Task prompt
Carry over the records, requests included, starting at the line that contains "Where can you find the tail" and ending with the last line of the records, both ends included. Add -133 to every coordinate in the answers.

** Begin Supplied records **

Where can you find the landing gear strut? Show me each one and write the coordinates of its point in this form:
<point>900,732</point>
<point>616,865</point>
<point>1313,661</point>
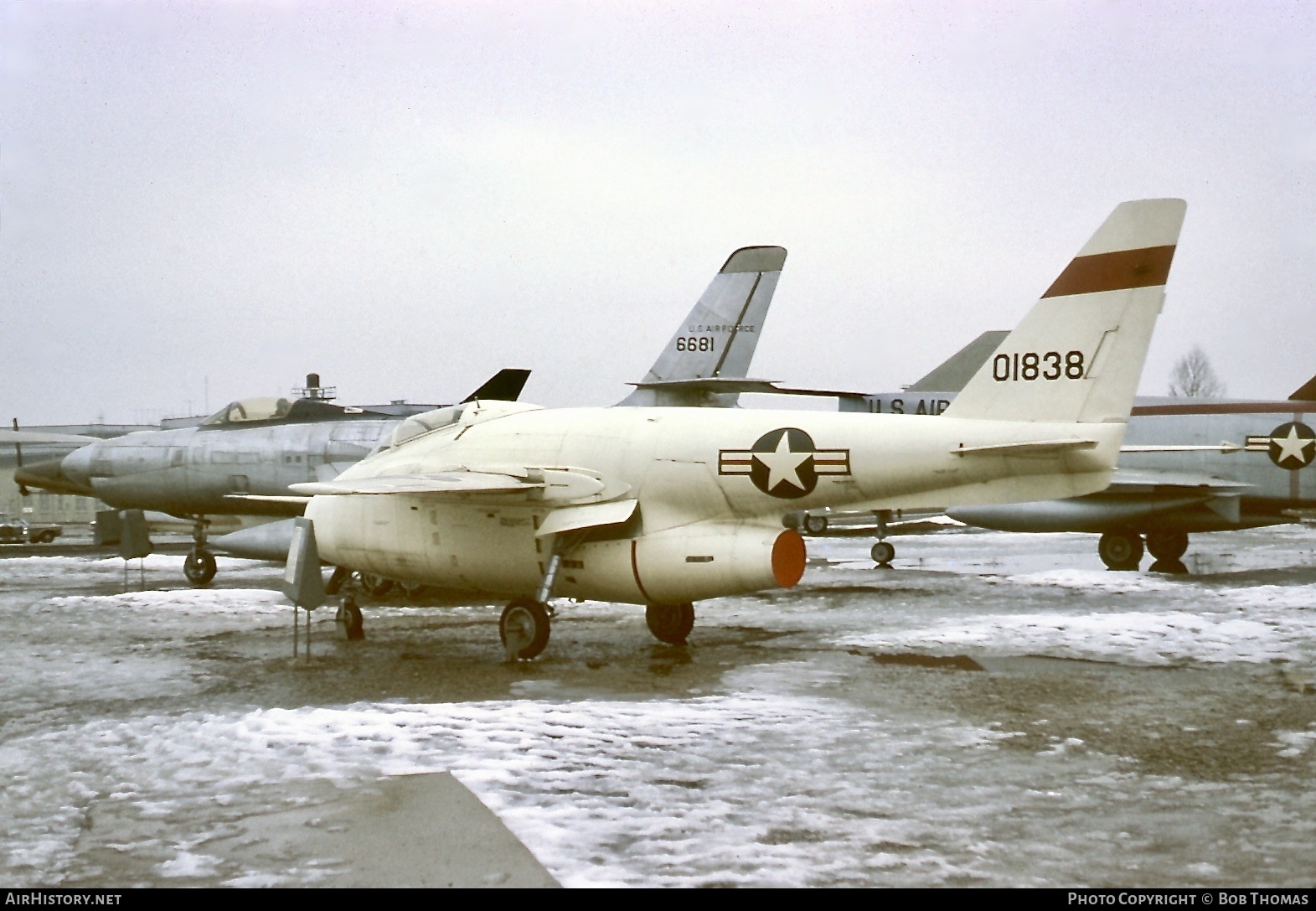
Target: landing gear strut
<point>524,625</point>
<point>1122,549</point>
<point>199,565</point>
<point>1168,546</point>
<point>882,551</point>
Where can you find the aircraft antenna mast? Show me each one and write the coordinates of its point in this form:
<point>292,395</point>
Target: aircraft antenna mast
<point>313,390</point>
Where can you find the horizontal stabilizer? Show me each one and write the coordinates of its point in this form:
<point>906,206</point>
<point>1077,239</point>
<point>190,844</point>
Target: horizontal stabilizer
<point>545,484</point>
<point>592,515</point>
<point>262,498</point>
<point>960,368</point>
<point>740,385</point>
<point>1141,481</point>
<point>37,436</point>
<point>1304,392</point>
<point>1030,448</point>
<point>1223,447</point>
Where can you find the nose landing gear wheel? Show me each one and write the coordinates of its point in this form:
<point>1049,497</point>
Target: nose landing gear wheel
<point>199,567</point>
<point>1168,546</point>
<point>670,623</point>
<point>1120,551</point>
<point>354,624</point>
<point>815,524</point>
<point>882,553</point>
<point>524,629</point>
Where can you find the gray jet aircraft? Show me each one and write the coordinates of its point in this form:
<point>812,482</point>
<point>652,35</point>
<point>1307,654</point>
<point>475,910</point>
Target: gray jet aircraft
<point>257,445</point>
<point>1187,465</point>
<point>242,459</point>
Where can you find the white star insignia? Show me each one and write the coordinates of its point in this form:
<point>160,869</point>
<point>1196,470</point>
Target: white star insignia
<point>783,463</point>
<point>1291,447</point>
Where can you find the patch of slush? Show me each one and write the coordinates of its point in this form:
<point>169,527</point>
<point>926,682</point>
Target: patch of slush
<point>606,794</point>
<point>154,565</point>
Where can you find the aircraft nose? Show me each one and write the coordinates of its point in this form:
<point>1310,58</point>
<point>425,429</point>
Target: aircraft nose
<point>76,465</point>
<point>49,475</point>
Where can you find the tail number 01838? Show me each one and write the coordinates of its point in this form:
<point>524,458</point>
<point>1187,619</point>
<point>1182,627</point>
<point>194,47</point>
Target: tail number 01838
<point>1030,365</point>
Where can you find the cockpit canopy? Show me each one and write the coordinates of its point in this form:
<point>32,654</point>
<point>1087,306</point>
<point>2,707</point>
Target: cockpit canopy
<point>245,411</point>
<point>421,424</point>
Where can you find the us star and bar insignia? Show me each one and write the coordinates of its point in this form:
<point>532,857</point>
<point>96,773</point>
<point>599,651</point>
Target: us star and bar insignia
<point>785,463</point>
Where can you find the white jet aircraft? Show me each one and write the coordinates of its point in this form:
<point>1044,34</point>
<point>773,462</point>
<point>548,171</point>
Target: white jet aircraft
<point>663,505</point>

** End Supplied records **

Exercise solution
Where can you find the tail number 01838? Show me each one and write the coordinates of its point in this form:
<point>524,458</point>
<point>1187,619</point>
<point>1182,627</point>
<point>194,47</point>
Target: tail number 01838
<point>897,232</point>
Where can you find the cockpit canopy? Show me each one and write the coordinates of its point in this form:
<point>32,654</point>
<point>1087,306</point>
<point>2,707</point>
Target: cockpit canopy
<point>112,278</point>
<point>288,291</point>
Where can you find the us star and bar insignia? Show me each one and write the coordinates of its point in this form:
<point>532,857</point>
<point>96,773</point>
<point>599,651</point>
Target: us star and bar insignia
<point>652,330</point>
Where can you find the white jet aircraft? Show me each one and write the coordinates of its point in this form:
<point>1044,34</point>
<point>773,462</point>
<point>548,171</point>
Target: white jet aircraft
<point>530,372</point>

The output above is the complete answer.